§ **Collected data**
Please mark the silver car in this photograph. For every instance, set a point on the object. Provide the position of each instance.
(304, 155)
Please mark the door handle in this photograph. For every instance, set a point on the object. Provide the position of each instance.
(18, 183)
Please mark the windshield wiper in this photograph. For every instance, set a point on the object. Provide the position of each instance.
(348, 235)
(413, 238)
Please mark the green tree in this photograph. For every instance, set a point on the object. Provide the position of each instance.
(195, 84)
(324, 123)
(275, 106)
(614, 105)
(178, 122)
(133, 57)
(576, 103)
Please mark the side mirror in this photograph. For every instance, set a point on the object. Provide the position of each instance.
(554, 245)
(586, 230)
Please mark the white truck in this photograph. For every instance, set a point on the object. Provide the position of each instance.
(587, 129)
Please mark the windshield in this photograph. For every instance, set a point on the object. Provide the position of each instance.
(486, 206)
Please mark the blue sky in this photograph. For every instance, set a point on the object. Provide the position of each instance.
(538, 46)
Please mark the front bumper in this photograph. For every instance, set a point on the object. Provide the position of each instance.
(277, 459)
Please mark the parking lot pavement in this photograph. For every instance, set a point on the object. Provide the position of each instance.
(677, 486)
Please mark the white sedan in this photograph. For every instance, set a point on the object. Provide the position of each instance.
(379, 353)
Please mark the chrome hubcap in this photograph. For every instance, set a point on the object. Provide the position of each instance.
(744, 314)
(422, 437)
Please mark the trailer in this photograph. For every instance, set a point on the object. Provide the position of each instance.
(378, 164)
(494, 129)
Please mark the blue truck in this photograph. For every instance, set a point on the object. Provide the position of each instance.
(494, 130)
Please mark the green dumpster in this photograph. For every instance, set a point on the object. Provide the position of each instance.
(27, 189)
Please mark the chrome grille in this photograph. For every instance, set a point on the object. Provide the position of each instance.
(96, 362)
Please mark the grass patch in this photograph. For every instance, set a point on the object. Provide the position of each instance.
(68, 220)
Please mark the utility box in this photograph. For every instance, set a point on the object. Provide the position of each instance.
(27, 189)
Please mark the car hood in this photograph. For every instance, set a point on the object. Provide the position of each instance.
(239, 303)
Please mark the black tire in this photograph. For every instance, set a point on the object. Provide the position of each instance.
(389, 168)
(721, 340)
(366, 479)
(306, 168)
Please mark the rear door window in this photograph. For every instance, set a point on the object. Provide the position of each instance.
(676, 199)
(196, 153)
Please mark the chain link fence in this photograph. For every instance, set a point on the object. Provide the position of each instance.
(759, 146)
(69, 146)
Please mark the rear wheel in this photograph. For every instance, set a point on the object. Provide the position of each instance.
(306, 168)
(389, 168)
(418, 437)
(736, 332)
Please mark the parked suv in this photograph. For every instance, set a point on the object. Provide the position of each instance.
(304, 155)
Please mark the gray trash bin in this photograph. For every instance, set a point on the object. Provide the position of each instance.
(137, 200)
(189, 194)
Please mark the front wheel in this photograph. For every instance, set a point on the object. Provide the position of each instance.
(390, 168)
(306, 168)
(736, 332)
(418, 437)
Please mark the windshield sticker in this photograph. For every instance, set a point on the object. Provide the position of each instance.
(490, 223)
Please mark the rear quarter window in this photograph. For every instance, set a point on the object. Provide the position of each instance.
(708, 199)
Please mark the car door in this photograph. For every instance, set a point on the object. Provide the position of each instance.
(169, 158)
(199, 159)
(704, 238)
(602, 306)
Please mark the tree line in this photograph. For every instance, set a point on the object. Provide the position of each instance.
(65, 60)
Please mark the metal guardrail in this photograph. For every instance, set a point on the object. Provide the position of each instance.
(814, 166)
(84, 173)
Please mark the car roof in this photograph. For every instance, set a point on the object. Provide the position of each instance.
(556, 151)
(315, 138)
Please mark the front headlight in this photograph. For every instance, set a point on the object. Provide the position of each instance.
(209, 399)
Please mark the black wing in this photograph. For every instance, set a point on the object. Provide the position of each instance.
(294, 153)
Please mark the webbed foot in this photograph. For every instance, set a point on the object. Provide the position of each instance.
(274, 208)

...

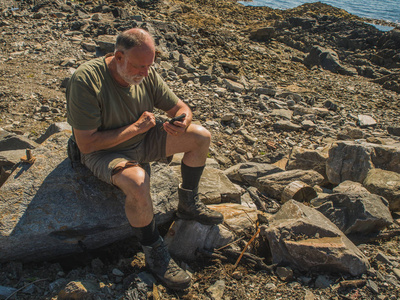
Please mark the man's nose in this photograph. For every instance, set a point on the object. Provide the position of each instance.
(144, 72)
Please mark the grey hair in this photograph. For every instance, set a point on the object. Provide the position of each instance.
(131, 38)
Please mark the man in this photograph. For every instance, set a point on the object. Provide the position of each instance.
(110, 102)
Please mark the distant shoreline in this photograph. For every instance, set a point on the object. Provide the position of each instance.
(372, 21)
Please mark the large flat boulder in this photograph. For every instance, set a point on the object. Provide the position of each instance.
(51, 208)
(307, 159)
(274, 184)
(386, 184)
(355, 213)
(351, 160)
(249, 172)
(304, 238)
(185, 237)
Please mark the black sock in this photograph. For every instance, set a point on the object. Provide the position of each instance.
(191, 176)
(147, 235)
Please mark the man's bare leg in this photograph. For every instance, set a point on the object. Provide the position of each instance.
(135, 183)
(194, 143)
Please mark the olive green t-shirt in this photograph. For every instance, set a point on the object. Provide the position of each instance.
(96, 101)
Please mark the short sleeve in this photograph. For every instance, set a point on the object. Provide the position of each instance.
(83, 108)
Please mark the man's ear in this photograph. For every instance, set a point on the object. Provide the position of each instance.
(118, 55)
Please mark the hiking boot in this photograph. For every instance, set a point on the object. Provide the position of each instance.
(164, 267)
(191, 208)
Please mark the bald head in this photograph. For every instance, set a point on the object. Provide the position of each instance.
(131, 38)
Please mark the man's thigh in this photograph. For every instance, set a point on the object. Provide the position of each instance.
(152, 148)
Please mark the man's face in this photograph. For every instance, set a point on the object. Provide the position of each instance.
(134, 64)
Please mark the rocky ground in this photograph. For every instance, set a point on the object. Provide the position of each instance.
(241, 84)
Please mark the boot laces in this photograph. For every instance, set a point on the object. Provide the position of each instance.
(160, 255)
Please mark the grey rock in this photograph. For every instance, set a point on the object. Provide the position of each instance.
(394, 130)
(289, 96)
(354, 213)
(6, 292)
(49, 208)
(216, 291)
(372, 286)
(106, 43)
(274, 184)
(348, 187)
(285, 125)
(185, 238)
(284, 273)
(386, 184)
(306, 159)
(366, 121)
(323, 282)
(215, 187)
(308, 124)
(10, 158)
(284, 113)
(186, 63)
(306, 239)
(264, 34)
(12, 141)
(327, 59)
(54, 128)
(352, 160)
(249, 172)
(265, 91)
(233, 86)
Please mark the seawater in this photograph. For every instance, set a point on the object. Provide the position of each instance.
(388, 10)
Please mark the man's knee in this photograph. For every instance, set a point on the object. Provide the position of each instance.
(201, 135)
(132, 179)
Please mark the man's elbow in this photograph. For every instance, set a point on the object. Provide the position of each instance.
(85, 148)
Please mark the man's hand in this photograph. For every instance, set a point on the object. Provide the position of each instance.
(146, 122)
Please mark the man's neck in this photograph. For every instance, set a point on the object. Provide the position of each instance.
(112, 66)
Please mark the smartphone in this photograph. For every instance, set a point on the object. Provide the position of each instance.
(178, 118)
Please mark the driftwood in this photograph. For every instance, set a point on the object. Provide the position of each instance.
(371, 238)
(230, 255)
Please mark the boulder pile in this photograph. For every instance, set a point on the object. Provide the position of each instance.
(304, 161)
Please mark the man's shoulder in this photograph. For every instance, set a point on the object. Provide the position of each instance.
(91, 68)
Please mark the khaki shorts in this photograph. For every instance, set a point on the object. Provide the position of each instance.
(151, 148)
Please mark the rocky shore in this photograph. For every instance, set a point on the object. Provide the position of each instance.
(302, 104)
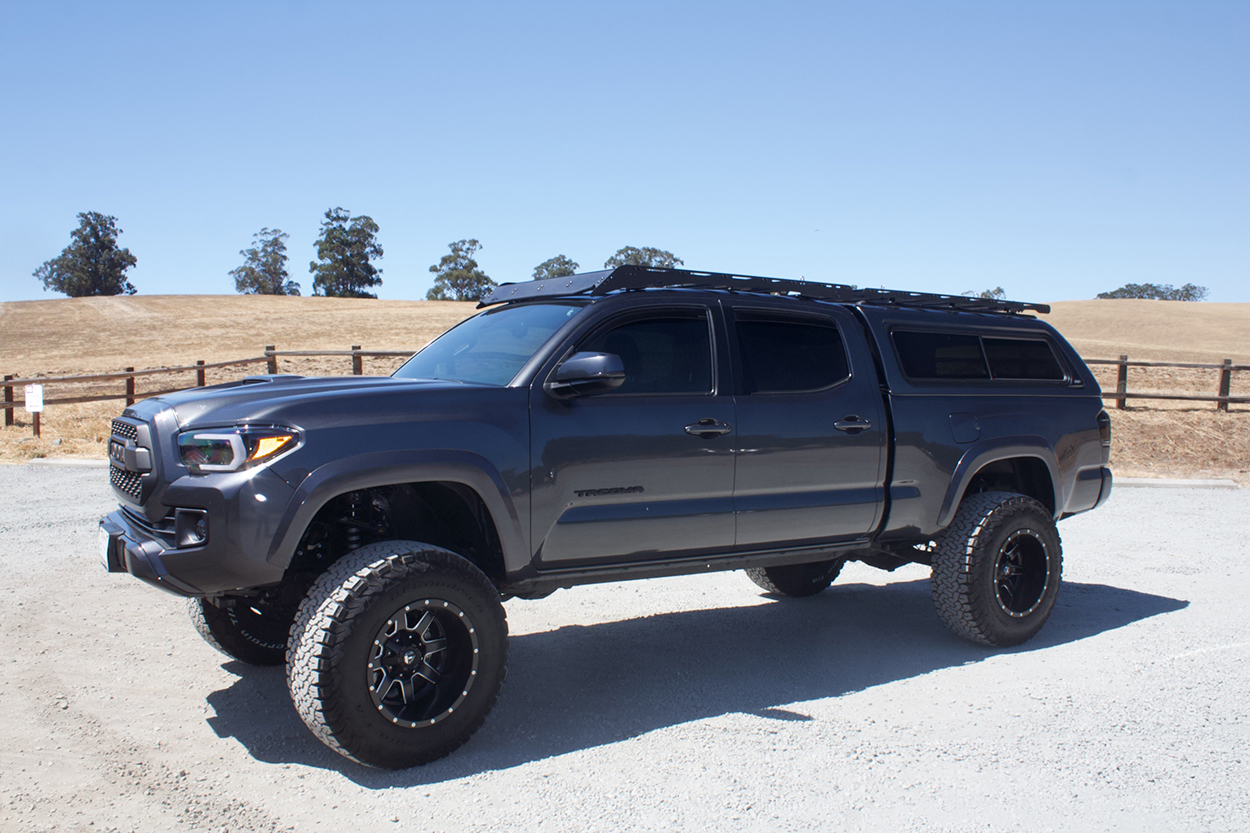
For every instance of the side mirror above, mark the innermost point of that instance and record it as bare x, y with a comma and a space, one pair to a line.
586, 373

§ **To be done**
How many lines of the listing contain the word "grey"? Give only the number.

§ **Result**
2